## Exercise passage

BEGIN

Declan Hayes’ Morocco SAS Adventure
Homer’s Odyssey apart, Sven Lindqvist’s Exterminate All the Brutes: One Man’s Odyssey into the Heart of Darkness and the Origins of European Genocide is probably the greatest travelogue ever written. In it, Lindqvist intertwines his adventures right down through the Maghreb and onward into sub-Sahara Africa, Conrad’s Heart of Darkness, with the unspeakable genocides and atrocities the region has suffered in days gone by.
One of the main things that struck me about his book was that Sir Roger Casement, who got his knighthood for exposing the horrors going on in King Leopold’s fiefdom of the Belgian Congo, did not even warrant a cursory mention. For someone who grew up indoctrinated to believe that Roger lifted the lid on King Leopold’s atrocities and that tales of him luxuriating in being buggered by the Congolese and Peruvian jungle natives was so much British black propaganda, that called for further research. As it turned out, though the Belgians were irredeemable savages but not that much worse than any other Europeans in Africa, Casement’s report was mostly opportunistic ammunition to throw at the Kaiser’s Germany via Belgium. Plus, as Casement was in cahoots with the Cadbury chocolate oligarchs right up to his death and last will and testimony, Sir Roger was not a straight shooter by any stretch,
And nor have many others reporting on not dissimilar atrocities in our own time. Although I have previously reviewed Sally Hayden’s screed on milking the Libyanrefugee industry as well as Mary Fitzgerald’s nefarious role in Libya, they are only symptomatic of a much wider problem, best espoused by the forensic work of Londoner Robert Stuart, whose Fabrication in BBC Panorama ‘Saving Syria’s Children blog and related videos shred the BBC’s credibility over alleged chemical gas attacks in Syria.
Although Stuart’s blog is not only well worth perusing but should be core curriculum material for any relevant university course, the pertinent point is that we have eminent British doctors who, with their BBC chums, can not only drive through ISIS checkpoints at will but, as Stuart complained here and here to the BBC, that former British Army Capatin Dr Saleyha Ahsan, who is at the heart of the Syrian controversy, seemed more than happy to chill with Libyan slave traders and Libyan child soldiers and to pose for selfies with their captives. Call me what you will but such reporters without (moral) borders do not belong on the BBC and nor do they even belong at large.
Though the atrocities that Lindqvist concerned himself with happened well over 100 years ago, they not only continue to this very day but propagandists seem happy with that, happy enough at least to take narcissistic selfies with the victims and the perpetrators.
So, when next you get horrified watching Exterminate All the Brutes on Netflix or reading what the Nazis got up to during the War, remember that the so called collateral damage from the wars of the Arab Spring has not ended , that slavery remains widespread in Libya and that taking selfies with those slaves is not yet a sackable offence in this, our civilised world.

END

## Raw data

BEGIN

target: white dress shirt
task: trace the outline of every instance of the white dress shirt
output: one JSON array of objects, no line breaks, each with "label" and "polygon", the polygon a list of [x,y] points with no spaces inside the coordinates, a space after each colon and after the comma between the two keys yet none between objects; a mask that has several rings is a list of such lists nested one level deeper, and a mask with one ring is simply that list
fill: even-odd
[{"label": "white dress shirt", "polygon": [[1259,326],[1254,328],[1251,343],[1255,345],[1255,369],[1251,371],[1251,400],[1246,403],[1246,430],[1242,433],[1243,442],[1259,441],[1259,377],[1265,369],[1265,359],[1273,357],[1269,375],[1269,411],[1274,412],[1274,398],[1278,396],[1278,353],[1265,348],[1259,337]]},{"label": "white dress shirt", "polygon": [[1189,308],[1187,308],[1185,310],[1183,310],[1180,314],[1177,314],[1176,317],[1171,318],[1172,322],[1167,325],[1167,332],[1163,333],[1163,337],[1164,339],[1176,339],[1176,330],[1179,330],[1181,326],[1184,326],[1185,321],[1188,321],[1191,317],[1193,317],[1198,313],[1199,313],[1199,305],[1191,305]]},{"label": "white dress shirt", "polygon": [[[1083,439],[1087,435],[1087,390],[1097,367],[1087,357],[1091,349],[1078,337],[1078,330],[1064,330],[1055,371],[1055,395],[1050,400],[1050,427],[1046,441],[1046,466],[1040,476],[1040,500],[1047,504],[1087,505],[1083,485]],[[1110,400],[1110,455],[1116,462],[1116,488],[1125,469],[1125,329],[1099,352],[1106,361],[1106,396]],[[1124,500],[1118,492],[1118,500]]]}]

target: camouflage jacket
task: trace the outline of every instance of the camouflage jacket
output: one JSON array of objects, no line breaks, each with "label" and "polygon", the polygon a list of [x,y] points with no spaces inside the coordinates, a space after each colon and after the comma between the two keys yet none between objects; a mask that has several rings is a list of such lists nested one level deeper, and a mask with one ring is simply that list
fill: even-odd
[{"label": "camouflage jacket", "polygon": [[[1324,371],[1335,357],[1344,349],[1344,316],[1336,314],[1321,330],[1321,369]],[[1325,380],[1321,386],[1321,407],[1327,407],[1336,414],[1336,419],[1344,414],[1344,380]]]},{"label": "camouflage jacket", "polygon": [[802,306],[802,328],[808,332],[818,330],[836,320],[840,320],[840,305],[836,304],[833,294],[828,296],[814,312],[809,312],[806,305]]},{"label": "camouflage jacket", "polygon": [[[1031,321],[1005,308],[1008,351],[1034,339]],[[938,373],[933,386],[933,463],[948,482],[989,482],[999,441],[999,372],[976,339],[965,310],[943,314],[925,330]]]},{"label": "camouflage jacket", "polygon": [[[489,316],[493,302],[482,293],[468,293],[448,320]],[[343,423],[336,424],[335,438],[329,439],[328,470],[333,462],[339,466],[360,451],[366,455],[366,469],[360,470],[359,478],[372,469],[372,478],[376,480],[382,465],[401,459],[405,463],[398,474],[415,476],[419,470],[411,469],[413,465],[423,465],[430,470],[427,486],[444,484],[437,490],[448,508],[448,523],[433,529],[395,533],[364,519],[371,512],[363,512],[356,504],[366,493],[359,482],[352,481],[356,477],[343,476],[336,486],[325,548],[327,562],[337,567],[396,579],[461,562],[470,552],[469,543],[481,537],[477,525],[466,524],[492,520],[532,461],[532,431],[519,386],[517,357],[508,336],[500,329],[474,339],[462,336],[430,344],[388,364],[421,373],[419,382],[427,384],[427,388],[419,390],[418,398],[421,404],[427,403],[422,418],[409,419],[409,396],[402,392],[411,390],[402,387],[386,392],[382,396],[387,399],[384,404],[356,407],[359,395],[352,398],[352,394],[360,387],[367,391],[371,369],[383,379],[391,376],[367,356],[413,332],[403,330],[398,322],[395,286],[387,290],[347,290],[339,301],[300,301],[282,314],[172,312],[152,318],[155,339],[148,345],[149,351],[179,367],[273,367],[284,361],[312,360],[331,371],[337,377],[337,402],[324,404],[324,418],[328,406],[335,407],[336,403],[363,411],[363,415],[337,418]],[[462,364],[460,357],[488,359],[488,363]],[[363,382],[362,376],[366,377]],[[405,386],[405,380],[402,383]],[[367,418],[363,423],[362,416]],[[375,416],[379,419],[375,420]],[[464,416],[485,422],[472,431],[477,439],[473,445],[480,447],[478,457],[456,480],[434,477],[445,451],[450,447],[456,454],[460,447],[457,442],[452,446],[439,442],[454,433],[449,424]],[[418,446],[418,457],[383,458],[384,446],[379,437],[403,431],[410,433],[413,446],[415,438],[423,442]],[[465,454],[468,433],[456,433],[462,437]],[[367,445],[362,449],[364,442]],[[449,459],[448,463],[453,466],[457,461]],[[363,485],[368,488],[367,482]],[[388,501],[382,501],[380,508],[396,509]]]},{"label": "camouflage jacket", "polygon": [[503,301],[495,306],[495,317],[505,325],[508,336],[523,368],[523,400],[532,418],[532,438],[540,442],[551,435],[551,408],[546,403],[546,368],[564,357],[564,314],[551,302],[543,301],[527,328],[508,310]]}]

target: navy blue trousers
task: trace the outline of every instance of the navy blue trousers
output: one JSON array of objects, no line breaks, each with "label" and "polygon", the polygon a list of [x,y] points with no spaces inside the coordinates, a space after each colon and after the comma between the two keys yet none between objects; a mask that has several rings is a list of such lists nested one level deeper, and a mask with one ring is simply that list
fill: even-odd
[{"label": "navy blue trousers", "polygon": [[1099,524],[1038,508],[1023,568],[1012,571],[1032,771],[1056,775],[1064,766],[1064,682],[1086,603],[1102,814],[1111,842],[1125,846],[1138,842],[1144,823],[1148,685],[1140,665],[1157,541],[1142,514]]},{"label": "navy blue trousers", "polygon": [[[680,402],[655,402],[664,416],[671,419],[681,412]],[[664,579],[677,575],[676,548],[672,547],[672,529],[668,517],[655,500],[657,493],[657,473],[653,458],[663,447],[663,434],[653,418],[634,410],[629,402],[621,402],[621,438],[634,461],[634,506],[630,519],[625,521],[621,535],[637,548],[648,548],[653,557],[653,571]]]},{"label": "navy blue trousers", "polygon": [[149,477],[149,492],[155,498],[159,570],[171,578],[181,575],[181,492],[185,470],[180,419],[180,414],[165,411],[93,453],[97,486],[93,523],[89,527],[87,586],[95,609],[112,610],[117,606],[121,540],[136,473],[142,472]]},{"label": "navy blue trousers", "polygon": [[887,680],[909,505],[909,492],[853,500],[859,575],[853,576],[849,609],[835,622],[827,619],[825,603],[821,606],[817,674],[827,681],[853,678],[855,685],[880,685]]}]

END

## Work to be completed
Summarize the essay on Lindqvist's travelogue and present-day atrocity reporting in two sentences.

## Reply
The essay calls Sven Lindqvist's Exterminate All the Brutes probably the greatest travelogue ever written, notes that it never mentions Sir Roger Casement, and judges Casement's Congo report mostly opportunistic ammunition against the Kaiser's Germany. It argues that such atrocities continue today and that slavery remains widespread in Libya, citing Robert Stuart's complaints to the BBC that Dr Saleyha Ahsan seemed happy to pose for selfies with the captives of Libyan slave traders and child soldiers.